[Recorded data]
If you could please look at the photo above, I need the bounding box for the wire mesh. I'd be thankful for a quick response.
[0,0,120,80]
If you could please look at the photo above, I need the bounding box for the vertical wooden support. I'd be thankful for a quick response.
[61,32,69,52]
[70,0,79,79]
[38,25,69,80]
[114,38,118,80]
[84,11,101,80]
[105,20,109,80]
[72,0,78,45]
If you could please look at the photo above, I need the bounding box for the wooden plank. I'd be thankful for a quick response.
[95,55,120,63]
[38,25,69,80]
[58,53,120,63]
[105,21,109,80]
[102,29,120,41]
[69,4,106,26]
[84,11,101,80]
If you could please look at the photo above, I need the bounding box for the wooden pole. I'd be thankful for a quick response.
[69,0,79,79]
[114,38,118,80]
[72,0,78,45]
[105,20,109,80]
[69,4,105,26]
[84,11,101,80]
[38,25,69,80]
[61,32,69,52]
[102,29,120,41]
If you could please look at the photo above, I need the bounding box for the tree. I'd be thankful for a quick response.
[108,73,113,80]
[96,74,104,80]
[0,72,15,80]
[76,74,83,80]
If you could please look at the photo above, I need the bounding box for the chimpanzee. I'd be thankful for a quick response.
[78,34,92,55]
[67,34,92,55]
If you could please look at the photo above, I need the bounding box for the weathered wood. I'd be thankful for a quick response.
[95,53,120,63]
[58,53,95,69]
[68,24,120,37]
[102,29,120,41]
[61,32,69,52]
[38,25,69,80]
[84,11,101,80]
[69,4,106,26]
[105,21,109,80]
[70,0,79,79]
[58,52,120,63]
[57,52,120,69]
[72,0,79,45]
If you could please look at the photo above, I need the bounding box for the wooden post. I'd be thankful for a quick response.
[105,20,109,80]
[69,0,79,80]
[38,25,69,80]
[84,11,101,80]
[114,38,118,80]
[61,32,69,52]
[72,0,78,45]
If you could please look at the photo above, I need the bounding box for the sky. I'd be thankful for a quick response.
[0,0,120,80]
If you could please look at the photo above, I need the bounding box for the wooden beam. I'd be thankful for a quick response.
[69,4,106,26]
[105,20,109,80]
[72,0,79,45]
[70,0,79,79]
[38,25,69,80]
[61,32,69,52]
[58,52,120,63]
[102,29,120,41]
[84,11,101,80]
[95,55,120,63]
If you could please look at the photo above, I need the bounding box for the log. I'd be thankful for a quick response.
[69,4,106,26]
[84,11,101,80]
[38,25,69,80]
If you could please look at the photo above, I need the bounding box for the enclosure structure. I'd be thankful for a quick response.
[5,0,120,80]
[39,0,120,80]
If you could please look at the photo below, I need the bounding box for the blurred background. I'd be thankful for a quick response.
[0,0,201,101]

Work required: Restate each entry above word for word.

Response below:
If you could please look at the photo above, I need the bounding box for the wire mesh. I'd be thankful for a quick response.
[0,0,120,80]
If you could please look at the photo above, I need the bounding box for the vertical wooden support. I'd be thankful for a quick response.
[61,32,69,52]
[70,0,79,79]
[38,25,69,80]
[114,38,118,80]
[84,11,101,80]
[105,20,109,80]
[72,0,78,45]
If you could please look at the photo above, I need the bounding box for the wooden plank. I'd be thankful for a quick response.
[95,55,120,63]
[38,25,69,80]
[58,53,120,63]
[105,21,109,80]
[102,29,120,41]
[69,4,106,26]
[84,11,101,80]
If you could please look at the photo above, I need the bounding box for the wooden pole. I'd be thankful for a quick response.
[69,0,79,79]
[114,38,118,80]
[72,0,78,45]
[105,20,109,80]
[69,4,105,26]
[84,11,101,80]
[38,25,69,80]
[61,32,69,52]
[102,29,120,41]
If you could please look at the photo above, I need the bounding box for the tree. I'd be thankful for a quick response.
[108,73,113,80]
[96,74,104,80]
[0,72,15,80]
[76,74,83,80]
If you could please look at the photo above, I need the bounding box for the chimpanzee. I'd be thankful for a quick response.
[78,34,92,55]
[67,34,92,55]
If you could please look at the photo above, I need the bounding box for the weathered wood. I'd be thankful for a quick response.
[95,53,120,63]
[58,53,95,69]
[68,24,120,37]
[102,29,120,41]
[61,32,69,52]
[38,25,69,80]
[84,11,101,80]
[69,4,106,26]
[105,21,109,80]
[70,0,79,79]
[58,52,120,63]
[57,52,120,69]
[72,0,79,45]
If you could please look at the photo above, I need the bounding box for the wooden post. I'd be thankful for a quick response.
[105,20,109,80]
[69,0,79,80]
[38,25,69,80]
[84,11,101,80]
[114,38,118,80]
[61,32,69,52]
[72,0,78,45]
If you could please look at the photo above, I need the bounding box for the sky. I'd be thankful for a quick response.
[0,0,120,80]
If you could please look at the photo above, I need the bounding box for the wooden beam. I'd be thankful for a quick response.
[69,4,106,26]
[105,20,109,80]
[72,0,79,45]
[70,0,79,79]
[38,25,69,80]
[61,32,69,52]
[58,52,120,63]
[102,29,120,41]
[84,11,101,80]
[95,55,120,63]
If you could please look at the photo above, I need the bounding box for the log. I'd be thankful for a quick response.
[69,4,106,26]
[84,11,101,80]
[38,25,69,80]
If you could please look at the photo above, I need the bounding box for the enclosure structure. I'd be thankful for a quick response.
[5,0,120,80]
[39,0,120,80]
If you could please look at the photo below, I need the bounding box for the blurred background. I'd be thankful for a quick response.
[0,0,201,101]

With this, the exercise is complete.